Data to examine START
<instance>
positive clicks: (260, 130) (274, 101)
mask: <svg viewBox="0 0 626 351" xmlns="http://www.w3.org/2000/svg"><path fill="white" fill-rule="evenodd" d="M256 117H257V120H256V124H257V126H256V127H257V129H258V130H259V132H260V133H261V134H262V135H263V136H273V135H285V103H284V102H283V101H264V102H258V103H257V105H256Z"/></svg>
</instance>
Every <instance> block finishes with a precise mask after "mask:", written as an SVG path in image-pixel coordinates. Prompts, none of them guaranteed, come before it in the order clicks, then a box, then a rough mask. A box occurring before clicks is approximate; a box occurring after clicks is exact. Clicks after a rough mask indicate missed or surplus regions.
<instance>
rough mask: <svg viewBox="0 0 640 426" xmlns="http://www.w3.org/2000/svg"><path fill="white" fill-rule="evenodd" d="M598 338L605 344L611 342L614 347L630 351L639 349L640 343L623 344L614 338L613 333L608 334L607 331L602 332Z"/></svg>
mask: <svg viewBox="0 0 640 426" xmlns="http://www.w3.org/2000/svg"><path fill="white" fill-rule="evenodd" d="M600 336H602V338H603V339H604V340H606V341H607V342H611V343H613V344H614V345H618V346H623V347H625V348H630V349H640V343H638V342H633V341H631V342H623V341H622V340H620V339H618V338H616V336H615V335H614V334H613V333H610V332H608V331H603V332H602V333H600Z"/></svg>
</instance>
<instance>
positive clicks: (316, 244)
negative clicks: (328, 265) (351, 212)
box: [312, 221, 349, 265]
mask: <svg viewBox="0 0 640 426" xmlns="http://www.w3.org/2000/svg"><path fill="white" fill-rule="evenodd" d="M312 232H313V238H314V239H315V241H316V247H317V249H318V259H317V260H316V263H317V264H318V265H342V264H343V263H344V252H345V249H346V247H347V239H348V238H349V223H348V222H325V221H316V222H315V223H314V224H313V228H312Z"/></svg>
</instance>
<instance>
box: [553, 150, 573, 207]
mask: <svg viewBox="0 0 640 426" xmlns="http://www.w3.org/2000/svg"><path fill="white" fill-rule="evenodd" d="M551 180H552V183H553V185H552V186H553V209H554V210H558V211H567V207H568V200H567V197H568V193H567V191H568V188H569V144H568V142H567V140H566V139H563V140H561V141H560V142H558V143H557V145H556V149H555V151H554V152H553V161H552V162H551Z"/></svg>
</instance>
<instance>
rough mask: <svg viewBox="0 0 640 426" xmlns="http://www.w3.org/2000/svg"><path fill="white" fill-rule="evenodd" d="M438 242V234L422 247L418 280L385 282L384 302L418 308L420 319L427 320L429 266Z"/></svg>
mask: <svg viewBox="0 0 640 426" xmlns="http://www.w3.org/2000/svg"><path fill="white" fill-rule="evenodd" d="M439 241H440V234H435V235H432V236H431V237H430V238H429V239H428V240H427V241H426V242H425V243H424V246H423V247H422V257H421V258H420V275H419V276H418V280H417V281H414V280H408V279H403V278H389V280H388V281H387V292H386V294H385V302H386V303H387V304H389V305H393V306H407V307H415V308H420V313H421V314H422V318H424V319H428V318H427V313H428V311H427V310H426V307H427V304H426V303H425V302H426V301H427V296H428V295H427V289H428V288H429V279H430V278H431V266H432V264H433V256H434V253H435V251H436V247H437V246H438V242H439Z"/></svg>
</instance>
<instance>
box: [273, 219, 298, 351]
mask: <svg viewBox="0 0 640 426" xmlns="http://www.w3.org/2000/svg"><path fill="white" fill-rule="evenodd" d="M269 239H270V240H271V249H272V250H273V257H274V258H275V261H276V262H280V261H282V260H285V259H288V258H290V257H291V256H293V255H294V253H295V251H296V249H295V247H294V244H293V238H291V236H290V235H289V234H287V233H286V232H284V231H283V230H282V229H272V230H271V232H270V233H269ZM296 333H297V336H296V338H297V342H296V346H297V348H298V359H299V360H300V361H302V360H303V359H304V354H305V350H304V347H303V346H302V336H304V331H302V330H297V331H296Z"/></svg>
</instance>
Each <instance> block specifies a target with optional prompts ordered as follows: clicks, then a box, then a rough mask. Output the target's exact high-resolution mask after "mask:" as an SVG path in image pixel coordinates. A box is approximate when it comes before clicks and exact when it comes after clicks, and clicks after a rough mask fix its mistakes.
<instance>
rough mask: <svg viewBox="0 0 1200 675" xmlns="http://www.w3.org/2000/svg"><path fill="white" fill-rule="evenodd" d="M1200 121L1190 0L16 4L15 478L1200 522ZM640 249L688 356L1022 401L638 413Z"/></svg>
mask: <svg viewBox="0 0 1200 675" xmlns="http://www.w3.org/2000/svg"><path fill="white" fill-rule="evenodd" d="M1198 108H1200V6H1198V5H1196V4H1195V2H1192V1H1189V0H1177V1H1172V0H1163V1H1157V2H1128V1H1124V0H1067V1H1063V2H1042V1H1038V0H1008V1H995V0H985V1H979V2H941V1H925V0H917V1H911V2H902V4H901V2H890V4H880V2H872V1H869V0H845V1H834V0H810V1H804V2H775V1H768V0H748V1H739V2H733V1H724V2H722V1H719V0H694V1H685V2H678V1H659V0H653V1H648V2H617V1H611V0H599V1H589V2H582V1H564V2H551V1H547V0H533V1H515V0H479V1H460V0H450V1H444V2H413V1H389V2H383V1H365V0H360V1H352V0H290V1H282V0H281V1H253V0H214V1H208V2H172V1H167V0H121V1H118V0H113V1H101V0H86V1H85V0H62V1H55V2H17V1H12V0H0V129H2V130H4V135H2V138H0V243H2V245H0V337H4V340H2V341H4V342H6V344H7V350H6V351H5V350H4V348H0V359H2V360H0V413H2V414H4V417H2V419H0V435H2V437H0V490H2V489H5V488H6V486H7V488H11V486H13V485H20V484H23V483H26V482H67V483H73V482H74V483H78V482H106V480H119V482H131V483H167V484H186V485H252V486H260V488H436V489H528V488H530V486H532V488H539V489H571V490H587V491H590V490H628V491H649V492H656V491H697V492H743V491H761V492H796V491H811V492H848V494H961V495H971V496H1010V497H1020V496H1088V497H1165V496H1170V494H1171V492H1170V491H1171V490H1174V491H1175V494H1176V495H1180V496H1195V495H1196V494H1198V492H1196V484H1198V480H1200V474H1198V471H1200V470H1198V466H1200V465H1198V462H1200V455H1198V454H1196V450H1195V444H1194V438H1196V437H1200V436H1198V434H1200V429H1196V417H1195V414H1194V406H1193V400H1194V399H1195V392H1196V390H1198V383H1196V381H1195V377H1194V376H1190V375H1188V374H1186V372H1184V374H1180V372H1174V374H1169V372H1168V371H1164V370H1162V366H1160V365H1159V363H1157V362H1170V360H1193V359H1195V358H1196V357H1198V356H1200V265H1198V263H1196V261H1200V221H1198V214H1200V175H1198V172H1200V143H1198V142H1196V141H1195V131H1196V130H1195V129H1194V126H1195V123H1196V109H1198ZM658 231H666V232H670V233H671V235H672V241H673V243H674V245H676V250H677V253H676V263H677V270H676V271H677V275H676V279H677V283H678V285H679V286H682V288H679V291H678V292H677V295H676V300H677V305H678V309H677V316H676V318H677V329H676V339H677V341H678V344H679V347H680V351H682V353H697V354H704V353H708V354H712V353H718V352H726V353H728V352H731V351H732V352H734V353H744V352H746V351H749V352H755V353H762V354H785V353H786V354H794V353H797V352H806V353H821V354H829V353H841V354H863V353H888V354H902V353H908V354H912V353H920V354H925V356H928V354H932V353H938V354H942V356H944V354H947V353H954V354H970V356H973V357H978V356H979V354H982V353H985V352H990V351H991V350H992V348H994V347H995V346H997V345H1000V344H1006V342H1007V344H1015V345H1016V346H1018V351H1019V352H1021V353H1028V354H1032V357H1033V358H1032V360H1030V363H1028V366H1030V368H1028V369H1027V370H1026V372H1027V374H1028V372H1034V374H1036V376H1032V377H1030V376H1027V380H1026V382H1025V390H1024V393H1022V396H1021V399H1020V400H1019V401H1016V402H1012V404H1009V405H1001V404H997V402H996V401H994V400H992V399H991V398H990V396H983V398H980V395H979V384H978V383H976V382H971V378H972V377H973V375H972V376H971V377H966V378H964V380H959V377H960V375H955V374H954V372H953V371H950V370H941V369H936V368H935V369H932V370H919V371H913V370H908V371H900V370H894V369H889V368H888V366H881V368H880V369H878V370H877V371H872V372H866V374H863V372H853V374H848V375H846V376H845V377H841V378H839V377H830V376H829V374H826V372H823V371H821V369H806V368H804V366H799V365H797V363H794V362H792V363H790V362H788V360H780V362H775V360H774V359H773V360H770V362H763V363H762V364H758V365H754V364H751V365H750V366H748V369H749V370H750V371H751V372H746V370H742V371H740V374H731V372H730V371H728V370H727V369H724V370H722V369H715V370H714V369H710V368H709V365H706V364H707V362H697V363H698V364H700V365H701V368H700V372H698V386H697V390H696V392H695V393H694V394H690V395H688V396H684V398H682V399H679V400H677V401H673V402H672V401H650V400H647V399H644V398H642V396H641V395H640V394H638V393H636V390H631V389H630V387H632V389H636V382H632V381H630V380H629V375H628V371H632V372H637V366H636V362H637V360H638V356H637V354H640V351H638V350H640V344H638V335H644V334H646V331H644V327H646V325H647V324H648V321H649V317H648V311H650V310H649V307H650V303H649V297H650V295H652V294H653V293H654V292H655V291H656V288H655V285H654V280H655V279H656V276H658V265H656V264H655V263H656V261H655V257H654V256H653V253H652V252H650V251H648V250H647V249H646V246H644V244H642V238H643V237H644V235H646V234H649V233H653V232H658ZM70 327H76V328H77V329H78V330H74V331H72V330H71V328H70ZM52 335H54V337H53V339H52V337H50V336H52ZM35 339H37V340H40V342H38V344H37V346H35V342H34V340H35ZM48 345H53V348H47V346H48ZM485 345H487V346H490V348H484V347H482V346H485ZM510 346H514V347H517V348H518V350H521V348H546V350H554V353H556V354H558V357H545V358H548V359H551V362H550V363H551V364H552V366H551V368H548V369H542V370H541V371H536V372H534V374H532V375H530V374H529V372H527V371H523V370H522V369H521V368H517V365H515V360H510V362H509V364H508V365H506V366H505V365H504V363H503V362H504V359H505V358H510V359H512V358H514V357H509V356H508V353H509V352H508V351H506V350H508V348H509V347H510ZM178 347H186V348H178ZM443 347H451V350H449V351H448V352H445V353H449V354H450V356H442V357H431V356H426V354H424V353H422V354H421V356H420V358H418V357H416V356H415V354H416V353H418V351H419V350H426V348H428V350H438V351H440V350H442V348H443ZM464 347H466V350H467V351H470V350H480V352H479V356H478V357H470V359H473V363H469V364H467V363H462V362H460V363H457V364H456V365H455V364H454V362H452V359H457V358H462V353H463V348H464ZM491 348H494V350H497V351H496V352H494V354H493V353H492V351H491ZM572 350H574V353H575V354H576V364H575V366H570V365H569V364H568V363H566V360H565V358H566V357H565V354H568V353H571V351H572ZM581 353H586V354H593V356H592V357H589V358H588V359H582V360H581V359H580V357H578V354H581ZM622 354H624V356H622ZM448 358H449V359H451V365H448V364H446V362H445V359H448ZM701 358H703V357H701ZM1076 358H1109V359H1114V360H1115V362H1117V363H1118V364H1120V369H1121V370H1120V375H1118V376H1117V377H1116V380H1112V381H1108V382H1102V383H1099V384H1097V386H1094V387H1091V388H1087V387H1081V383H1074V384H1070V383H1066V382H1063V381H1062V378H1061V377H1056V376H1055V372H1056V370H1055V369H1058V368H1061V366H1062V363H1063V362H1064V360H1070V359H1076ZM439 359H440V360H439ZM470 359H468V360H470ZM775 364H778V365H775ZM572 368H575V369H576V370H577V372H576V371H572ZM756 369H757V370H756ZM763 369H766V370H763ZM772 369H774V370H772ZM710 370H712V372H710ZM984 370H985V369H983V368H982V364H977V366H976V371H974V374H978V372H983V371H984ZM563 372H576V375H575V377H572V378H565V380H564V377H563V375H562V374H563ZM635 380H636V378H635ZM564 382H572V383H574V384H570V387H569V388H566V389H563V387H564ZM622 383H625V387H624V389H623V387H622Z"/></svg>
Data to examine END
• Exercise details
Look through the entries for lines containing the word "after" and return each one.

• Exercise answer
Every <instance> block finishes with a precise mask after "mask:", written as an SVG path in image-pixel coordinates. Prompts, none of them guaranteed, come before it in the order clicks, then a box, then a rough mask. A box occurring before clicks is approximate; a box occurring after clicks is exact. Clicks after a rough mask indicate missed or surplus regions.
Each <instance> block specifies a target with optional prompts ordered as follows: clicks, then a box, then a rough mask. Output the target's exact high-resolution mask after "mask:" as an SVG path in image pixel coordinates. A box is approximate when it comes before clicks and exact when it comes after clicks, and clicks after a rough mask fix its mistakes.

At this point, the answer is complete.